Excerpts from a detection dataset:

────────────────────────────────────────

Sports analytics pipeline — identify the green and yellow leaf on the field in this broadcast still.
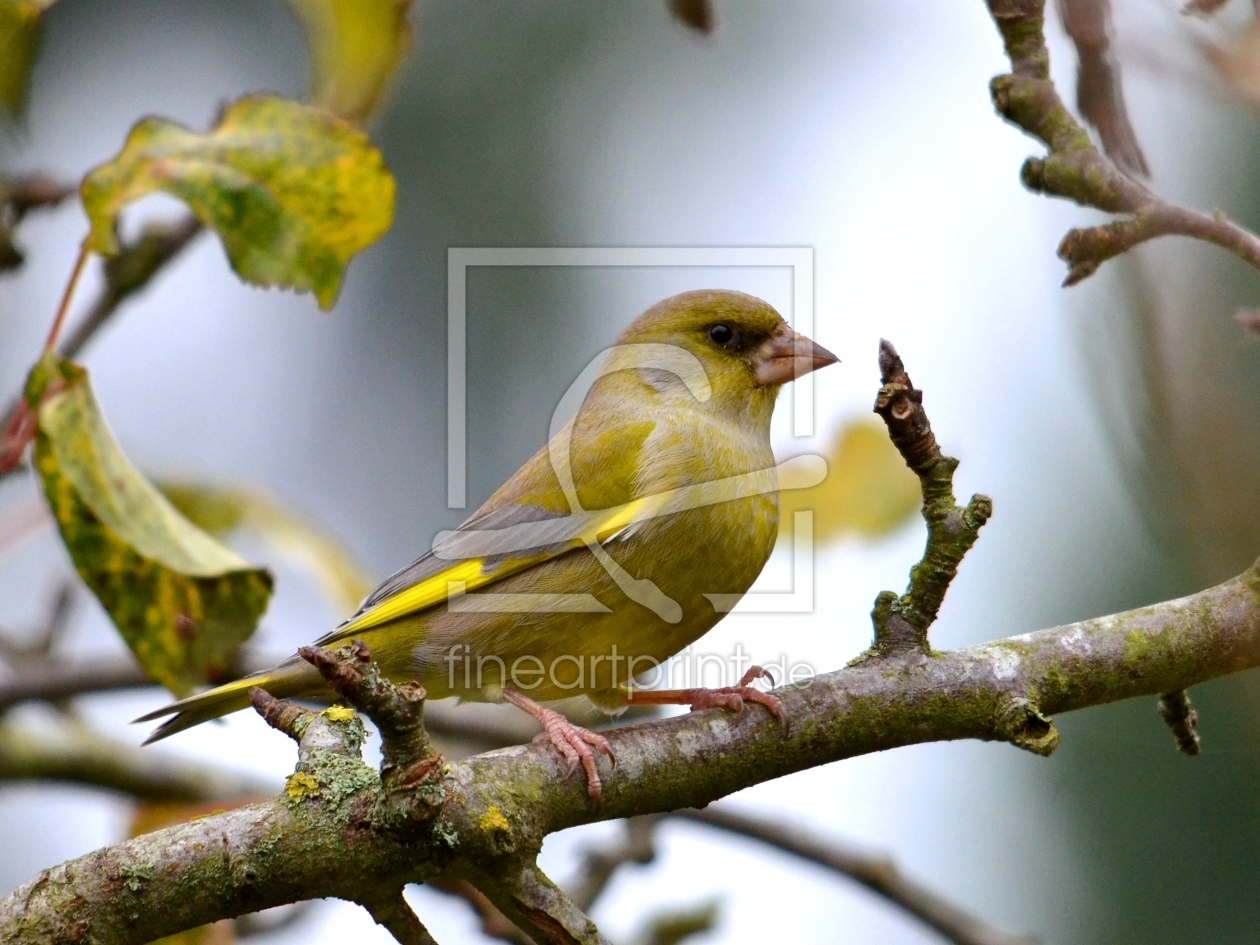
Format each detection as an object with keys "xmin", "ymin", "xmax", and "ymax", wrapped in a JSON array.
[
  {"xmin": 291, "ymin": 0, "xmax": 412, "ymax": 123},
  {"xmin": 0, "ymin": 0, "xmax": 52, "ymax": 120},
  {"xmin": 158, "ymin": 483, "xmax": 377, "ymax": 614},
  {"xmin": 26, "ymin": 355, "xmax": 272, "ymax": 696},
  {"xmin": 779, "ymin": 417, "xmax": 922, "ymax": 543},
  {"xmin": 81, "ymin": 96, "xmax": 394, "ymax": 309}
]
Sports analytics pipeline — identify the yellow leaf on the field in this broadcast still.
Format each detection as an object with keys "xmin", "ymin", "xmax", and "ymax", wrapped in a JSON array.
[
  {"xmin": 478, "ymin": 804, "xmax": 512, "ymax": 830},
  {"xmin": 291, "ymin": 0, "xmax": 412, "ymax": 123},
  {"xmin": 158, "ymin": 481, "xmax": 375, "ymax": 614},
  {"xmin": 26, "ymin": 354, "xmax": 272, "ymax": 696},
  {"xmin": 779, "ymin": 417, "xmax": 922, "ymax": 543},
  {"xmin": 81, "ymin": 96, "xmax": 394, "ymax": 309},
  {"xmin": 127, "ymin": 800, "xmax": 248, "ymax": 945},
  {"xmin": 0, "ymin": 0, "xmax": 52, "ymax": 120}
]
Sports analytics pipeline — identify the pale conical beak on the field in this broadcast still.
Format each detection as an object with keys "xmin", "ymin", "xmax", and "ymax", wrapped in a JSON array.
[{"xmin": 752, "ymin": 325, "xmax": 839, "ymax": 387}]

────────────────────────────────────────

Work instructions :: Write every entry out again exactly, dropping the pictures.

Written answer ::
Sports analytics pipeline — identify the green and yellow leaf on the field in this broadcast still.
Format each detection as an object with keys "xmin", "ymin", "xmax", and "ymax", wrapped in a JSON array.
[
  {"xmin": 291, "ymin": 0, "xmax": 412, "ymax": 123},
  {"xmin": 0, "ymin": 0, "xmax": 52, "ymax": 120},
  {"xmin": 158, "ymin": 483, "xmax": 377, "ymax": 614},
  {"xmin": 26, "ymin": 355, "xmax": 272, "ymax": 696},
  {"xmin": 779, "ymin": 417, "xmax": 922, "ymax": 543},
  {"xmin": 81, "ymin": 96, "xmax": 394, "ymax": 309}
]
Sports analytics pipeline — identify the yellow leaf on the field in this broadcast still.
Format each detection as an object with keys "xmin", "ymin", "xmax", and "ymax", wrapped in a JSON array.
[
  {"xmin": 478, "ymin": 804, "xmax": 512, "ymax": 830},
  {"xmin": 291, "ymin": 0, "xmax": 412, "ymax": 123},
  {"xmin": 158, "ymin": 481, "xmax": 375, "ymax": 614},
  {"xmin": 26, "ymin": 354, "xmax": 272, "ymax": 696},
  {"xmin": 779, "ymin": 417, "xmax": 922, "ymax": 543},
  {"xmin": 81, "ymin": 96, "xmax": 394, "ymax": 309},
  {"xmin": 127, "ymin": 800, "xmax": 248, "ymax": 945},
  {"xmin": 0, "ymin": 0, "xmax": 52, "ymax": 120}
]
Sports analytics pipeline — identify the pale conical beak on the field in this broadcast still.
Format each detection as an object with keys "xmin", "ymin", "xmax", and "ymax", wrapped in a JSON array.
[{"xmin": 752, "ymin": 325, "xmax": 839, "ymax": 387}]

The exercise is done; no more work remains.